> [Work required]:
Copy each of the rows below line for line, without changing anything.
>> Begin
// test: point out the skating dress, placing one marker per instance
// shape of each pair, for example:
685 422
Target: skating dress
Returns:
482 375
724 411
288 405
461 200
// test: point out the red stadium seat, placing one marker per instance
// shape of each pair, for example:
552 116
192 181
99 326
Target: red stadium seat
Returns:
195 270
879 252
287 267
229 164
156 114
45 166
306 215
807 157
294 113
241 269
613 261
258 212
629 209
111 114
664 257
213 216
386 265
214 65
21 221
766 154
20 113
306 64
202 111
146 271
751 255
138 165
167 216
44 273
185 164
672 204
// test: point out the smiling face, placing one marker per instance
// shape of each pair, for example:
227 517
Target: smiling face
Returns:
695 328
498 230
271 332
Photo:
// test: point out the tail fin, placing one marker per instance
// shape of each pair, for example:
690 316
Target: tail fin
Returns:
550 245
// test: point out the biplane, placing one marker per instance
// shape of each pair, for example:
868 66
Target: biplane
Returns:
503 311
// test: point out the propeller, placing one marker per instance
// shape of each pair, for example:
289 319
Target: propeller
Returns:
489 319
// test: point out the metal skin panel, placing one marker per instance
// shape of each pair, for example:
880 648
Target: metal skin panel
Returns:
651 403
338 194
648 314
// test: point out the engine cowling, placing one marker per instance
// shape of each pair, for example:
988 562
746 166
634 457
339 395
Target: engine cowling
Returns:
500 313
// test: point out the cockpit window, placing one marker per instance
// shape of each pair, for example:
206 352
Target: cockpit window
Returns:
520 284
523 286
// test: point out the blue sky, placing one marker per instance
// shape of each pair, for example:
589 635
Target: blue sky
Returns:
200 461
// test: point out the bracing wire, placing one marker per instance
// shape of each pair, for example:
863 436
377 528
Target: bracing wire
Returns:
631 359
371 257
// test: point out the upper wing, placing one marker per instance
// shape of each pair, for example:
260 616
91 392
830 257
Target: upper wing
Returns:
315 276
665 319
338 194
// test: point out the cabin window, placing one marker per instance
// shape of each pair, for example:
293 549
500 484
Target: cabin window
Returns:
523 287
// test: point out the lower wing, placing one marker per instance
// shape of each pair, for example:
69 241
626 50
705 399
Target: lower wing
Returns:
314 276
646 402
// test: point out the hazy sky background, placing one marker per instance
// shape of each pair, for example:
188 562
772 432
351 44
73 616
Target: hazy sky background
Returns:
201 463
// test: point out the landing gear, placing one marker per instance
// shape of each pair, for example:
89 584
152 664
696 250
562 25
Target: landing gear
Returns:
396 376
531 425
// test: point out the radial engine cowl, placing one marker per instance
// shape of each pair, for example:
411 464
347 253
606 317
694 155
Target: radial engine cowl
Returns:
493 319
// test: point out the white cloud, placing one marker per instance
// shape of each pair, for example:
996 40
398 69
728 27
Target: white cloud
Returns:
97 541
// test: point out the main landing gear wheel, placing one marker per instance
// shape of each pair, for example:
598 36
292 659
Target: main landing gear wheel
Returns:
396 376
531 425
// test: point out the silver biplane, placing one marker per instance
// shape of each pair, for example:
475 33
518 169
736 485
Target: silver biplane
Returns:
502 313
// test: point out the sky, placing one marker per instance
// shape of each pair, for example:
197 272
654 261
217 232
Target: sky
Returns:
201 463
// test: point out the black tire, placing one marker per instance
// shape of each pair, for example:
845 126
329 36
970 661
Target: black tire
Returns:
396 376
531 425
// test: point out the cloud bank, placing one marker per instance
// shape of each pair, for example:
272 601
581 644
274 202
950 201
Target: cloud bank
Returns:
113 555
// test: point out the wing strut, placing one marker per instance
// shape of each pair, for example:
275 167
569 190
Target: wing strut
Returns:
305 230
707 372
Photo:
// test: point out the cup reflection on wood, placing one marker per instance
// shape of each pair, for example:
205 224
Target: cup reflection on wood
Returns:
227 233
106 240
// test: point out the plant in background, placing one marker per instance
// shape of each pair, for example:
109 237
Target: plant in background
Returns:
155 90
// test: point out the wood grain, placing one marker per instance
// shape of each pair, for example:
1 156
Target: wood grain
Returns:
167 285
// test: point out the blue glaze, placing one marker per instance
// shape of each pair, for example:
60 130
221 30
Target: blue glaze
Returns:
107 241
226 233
>> End
> [Completed exercise]:
// test: point out the skating dress, placing one marker per instance
// shape of each pair, for example:
685 422
Target: skating dress
Returns:
482 375
724 411
288 405
461 200
// test: point out the red stadium seat, placing one marker per instance
// shape of each pair, for example:
552 116
192 181
99 326
Target: red stadium seat
Returns:
195 270
879 252
287 267
229 164
156 114
45 166
306 215
807 157
294 113
241 269
613 261
258 212
629 209
111 114
664 257
213 216
386 265
214 65
21 221
766 154
20 113
306 64
202 111
146 271
751 255
138 165
167 216
44 273
185 164
672 204
// test: point out the smiling face, placing one marker per instance
// shape of each pair, for example:
227 517
Target: smiling face
Returns:
695 328
498 230
271 332
Photo:
// test: point out the tail fin, placing one marker per instance
// shape of each pair, for example:
690 316
Target: tail fin
Returns:
550 245
// test: point out the biplane, placing one marker per instance
// shape of each pair, for example:
868 66
Target: biplane
Returns:
503 311
// test: point out the propeller, placing one marker per instance
// shape of each pair, for example:
289 319
Target: propeller
Returns:
489 319
// test: point out the metal skin panel, placing one marker per instance
// shape of each pair, for example:
880 648
Target: metal skin panel
Returns:
651 403
338 194
648 314
// test: point out the engine cowling, placing one marker per instance
// shape of each pair, for example:
988 562
746 166
634 457
339 395
Target: engine cowling
Returns:
500 313
// test: point out the cockpit window, placing one marker per instance
// shape of each pair, for example:
206 352
Target: cockpit window
Returns:
520 284
523 286
// test: point out the blue sky, placing one marker per instance
// shape of each pair, for example:
589 635
Target: blue sky
Returns:
200 461
// test: point out the bracing wire, placing one marker per instance
// shape of each pair, for example:
863 436
377 528
Target: bracing wire
Returns:
631 359
371 257
// test: point out the upper wing, placing one marker per instance
// shape of each pair, for example:
260 616
91 392
830 257
Target: upper wing
Returns:
315 276
665 319
338 194
// test: point out the cabin window, placing one marker per instance
// shape of each pair, for example:
293 549
500 484
Target: cabin window
Returns:
523 287
// test: point out the lower wing, placing one marker per instance
// shape of each pair, for example:
69 241
626 50
705 399
Target: lower wing
Returns:
314 276
646 402
// test: point out the hazy sky background, placing one marker per instance
// shape of each pair, for example:
188 562
772 432
351 44
73 616
Target: hazy sky background
Returns:
201 463
// test: point out the landing gear, placing one marker per instance
// shape of each pair, for example:
89 584
152 664
696 250
562 25
Target: landing gear
Returns:
396 376
531 425
// test: point out the radial engine cowl, placing one marker per instance
// shape of each pair, for example:
411 464
347 253
606 317
694 155
Target: radial engine cowl
Returns:
493 319
// test: point out the white cloud, placing one marker per instance
// shape of each pair, for example:
996 40
398 69
728 27
Target: white cloud
Returns:
97 541
// test: point out the main landing gear wheel, placing one marker per instance
// shape of each pair, for example:
598 36
292 659
Target: main landing gear wheel
Returns:
396 376
531 425
// test: point out the silver biplane, placing one marker per instance
// shape of each pair, for example:
475 33
518 169
736 485
Target: silver biplane
Returns:
502 313
// test: point out the sky, placing one marker per instance
// shape of each pair, for example:
197 272
654 261
217 232
Target: sky
Returns:
201 463
// test: point out the black tire, placing one marker per instance
// shape of each pair, for example:
845 126
329 36
970 661
Target: black tire
Returns:
396 376
531 425
// test: point out the cloud bank, placing one marker per instance
// shape of each pair, for example:
272 601
581 644
274 202
950 201
Target: cloud bank
Returns:
113 555
// test: point out the wing strut, placing one marker per instance
// shape of each pair, for example:
275 167
569 190
Target: wing strut
Returns:
305 230
707 372
Photo:
// test: point out the cup reflection on wood, placing one marker per instance
// shape of each pair, for example:
205 224
Target: cup reflection on wood
Returns:
227 233
106 240
// test: point out the plant in background, placing one marker per instance
// shape of each pair, for example:
109 237
Target: plant in background
Returns:
155 90
// test: point out the wood grain, placing one marker per instance
// shape of each pair, for example:
1 156
Target: wood grain
Returns:
167 285
// test: point out the blue glaze, placing one marker per instance
// shape of each pair, for example:
60 130
221 30
Target: blue glaze
Returns:
107 241
226 233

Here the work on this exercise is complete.